* [O que fazer]:
[1] Segundo a crítica de Adoráveis Mulheres, quem é responsável pelo figurino do filme?
[2] Prossiga com a crítica de Adoráveis Mulheres a partir da última frase apresentada.

* [Texto]:
Apesar da meta ambiciosa de Gerwig, “Adoráveis Mulheres” ainda possui todas as cenas clássicas do livro que os fãs exigem – o acidente de Meg, a vingança de Amy contra Jo, o maravilhoso presente em forma de piano – e elas são tão lindamente apresentadas, de forma que os novos espectadores não têm como não adorar. Sem contar o figurino impecável de Jacqueline Durran e o design de produção de Jess Gonchor, que torna o filme uma absoluta experiência imersiva. Você não precisa ser um fã da obra de Alcott para se sentir imediatamente arrastado para o mundo da família March.

Mas, Adoráveis Mulheres não é sempre perfeito: algumas falas não convencem – Emma Watson deixa escapar seu sotaque americano algumas vezes, o que não é muito legal, principalmente pensando que contrasta com as demais personagens e com o fato histórico de que os EUA na época falavam um inglês muito mais próximo do britânico – e muitos dos  outros personagens não possuem a profundidade das irmãs. Uma Marmee de coração mole (Laura Dern) é algo bom demais para ser realista, e a apresentação inicial de Bob Odenkirk como o patriarca da família de alguma forma não encaixa bem (o que acaba sendo compensado posteriormente em uma das sequências finais). Ainda assim, Gerwig e suas garotas conhecem os corações e mentes das irmãs muito a fundo. Adoráveis Mulheres é sobre elas, acima de tudo.

* [Listagem]:
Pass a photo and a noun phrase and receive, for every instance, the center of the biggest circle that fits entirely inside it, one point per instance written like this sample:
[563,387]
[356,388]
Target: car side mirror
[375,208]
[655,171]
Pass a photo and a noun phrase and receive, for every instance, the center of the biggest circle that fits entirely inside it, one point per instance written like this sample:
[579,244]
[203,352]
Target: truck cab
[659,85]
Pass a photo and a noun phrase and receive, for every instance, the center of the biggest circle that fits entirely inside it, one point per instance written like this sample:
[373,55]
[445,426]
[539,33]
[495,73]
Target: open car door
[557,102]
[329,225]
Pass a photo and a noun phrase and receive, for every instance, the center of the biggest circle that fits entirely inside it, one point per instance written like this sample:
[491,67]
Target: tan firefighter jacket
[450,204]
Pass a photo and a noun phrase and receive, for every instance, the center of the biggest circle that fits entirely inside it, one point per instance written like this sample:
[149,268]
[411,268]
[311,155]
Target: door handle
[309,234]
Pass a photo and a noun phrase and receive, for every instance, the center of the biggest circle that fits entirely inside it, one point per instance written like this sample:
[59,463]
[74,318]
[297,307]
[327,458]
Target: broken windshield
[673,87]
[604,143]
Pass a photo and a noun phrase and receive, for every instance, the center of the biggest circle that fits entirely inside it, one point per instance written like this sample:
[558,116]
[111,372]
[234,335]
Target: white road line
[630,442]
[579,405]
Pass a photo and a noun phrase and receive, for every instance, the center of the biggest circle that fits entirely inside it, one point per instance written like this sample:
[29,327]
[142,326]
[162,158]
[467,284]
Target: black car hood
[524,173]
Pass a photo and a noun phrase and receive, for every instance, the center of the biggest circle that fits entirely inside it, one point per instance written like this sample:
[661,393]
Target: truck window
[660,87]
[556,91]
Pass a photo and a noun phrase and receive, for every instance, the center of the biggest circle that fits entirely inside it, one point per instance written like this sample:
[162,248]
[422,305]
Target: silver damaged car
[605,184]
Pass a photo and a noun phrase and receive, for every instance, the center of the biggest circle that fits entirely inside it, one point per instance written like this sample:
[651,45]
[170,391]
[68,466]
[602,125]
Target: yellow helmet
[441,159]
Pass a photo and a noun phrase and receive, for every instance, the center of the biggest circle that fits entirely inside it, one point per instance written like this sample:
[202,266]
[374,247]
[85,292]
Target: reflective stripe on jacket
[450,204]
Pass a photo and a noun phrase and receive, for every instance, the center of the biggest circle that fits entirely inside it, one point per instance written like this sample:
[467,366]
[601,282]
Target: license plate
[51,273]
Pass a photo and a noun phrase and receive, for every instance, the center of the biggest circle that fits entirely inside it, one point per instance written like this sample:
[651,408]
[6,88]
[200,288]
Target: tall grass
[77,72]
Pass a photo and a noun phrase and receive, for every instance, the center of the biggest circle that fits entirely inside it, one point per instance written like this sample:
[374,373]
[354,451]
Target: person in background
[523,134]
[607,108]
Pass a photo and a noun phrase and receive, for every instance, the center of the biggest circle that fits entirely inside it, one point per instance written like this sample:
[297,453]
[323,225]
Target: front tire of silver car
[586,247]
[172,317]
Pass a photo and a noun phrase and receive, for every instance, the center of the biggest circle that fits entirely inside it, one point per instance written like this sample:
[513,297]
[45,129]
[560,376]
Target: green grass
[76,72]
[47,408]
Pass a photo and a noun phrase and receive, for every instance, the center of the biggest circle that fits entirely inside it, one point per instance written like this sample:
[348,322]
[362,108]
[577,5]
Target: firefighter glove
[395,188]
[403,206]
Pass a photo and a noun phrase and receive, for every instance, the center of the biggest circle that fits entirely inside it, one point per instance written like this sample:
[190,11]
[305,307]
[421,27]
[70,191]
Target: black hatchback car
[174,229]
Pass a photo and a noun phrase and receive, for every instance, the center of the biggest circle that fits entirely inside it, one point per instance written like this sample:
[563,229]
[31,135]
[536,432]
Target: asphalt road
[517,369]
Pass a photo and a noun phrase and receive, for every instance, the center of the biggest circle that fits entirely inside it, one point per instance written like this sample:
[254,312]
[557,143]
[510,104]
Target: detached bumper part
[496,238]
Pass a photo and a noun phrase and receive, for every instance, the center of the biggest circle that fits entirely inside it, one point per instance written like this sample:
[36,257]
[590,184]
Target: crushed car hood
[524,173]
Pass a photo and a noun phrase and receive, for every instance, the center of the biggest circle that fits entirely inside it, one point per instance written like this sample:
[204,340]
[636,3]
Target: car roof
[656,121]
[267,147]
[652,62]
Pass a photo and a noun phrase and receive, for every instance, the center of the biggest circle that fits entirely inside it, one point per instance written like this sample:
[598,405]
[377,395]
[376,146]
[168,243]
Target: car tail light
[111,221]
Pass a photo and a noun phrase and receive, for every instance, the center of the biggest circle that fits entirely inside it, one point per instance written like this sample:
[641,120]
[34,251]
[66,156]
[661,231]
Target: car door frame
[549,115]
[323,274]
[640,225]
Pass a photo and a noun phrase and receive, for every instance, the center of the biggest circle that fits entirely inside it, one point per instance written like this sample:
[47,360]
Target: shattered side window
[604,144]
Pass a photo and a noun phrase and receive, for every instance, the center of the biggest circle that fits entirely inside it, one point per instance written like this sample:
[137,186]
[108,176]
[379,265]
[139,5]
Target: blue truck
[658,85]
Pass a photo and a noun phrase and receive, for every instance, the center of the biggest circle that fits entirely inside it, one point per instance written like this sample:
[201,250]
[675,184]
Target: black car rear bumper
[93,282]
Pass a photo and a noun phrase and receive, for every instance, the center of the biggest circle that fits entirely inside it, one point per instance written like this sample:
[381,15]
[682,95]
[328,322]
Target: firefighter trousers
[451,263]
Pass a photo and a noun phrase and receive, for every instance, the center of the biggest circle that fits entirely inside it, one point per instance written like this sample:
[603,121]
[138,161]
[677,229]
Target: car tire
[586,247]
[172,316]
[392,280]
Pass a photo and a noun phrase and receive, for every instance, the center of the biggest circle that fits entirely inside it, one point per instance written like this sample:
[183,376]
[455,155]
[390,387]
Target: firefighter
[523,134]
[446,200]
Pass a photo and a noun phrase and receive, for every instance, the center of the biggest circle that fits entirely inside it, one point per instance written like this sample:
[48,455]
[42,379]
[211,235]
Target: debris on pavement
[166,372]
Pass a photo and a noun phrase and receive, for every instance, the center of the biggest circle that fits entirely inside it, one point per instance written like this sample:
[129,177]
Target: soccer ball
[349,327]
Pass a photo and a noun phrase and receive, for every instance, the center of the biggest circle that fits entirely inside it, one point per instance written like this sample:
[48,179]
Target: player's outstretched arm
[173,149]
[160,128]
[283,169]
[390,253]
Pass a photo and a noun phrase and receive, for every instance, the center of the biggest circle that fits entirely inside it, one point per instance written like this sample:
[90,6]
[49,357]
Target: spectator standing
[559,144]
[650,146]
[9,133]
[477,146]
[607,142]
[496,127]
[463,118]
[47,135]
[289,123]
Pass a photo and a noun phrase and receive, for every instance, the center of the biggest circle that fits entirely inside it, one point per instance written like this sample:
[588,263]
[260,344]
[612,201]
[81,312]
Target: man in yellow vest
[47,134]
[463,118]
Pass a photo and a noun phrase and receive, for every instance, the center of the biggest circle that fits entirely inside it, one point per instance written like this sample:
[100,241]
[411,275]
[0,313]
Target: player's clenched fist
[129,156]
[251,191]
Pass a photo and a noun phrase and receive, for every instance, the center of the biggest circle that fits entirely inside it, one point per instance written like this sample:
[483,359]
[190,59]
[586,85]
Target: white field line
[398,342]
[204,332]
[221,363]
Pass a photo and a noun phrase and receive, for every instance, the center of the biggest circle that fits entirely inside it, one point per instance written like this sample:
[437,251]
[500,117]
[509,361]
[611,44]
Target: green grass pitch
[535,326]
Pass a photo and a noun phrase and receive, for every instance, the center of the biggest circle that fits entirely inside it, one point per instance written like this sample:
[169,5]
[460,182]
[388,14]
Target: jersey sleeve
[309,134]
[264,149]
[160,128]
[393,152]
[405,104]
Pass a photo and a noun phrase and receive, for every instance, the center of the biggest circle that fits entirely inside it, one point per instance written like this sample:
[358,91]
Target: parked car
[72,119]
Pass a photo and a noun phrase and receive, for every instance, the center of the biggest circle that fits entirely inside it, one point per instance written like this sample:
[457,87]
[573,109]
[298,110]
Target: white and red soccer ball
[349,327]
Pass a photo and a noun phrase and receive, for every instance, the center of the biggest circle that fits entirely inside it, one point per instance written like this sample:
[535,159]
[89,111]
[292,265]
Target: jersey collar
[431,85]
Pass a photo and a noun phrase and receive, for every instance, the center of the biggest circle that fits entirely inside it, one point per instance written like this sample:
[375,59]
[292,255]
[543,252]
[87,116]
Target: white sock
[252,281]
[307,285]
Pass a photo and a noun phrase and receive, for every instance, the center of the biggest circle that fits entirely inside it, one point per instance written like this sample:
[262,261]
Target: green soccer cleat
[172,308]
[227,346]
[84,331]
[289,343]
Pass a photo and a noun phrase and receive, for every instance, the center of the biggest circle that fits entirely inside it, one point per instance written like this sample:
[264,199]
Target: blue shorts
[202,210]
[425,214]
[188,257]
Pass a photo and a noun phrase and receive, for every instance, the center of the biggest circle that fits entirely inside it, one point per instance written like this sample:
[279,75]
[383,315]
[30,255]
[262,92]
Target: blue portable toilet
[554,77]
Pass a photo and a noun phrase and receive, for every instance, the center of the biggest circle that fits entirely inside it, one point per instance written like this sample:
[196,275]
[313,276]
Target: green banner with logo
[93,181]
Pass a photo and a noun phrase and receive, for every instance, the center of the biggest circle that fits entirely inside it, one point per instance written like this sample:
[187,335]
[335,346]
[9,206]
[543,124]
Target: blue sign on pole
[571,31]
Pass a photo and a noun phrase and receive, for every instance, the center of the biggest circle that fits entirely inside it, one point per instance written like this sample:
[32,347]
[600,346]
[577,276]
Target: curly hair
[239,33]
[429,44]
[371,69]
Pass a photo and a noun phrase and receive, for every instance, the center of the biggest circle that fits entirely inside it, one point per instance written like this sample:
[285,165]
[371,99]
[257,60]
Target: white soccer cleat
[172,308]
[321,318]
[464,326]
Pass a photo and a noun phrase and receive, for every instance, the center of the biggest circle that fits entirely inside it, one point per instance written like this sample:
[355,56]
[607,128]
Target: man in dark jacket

* [Respostas finais]:
[1] Jacqueline Durran.

[2]
Na metade de seu livro, muito antes de quaisquer finais felizes ou conclusões (o que o filme de Gerwig oferece abundantemente, ao lado de alguns questionamentos convincentes), Alcott dá uma pausa para comemorar uma explosão de alegria surpreendente. “De vez em quando, neste mundo dos dias de trabalho, coisas acontecem da deliciosa maneira dos livros de histórias, e como isso é confortável”, escreveu a autora, enquanto a família March celebrava um natal muito especial.

Adoráveis Mulheres de Greta Gerwig oferece sua própria e deliciosa versão, de sua forma singular, e como isso é confortável.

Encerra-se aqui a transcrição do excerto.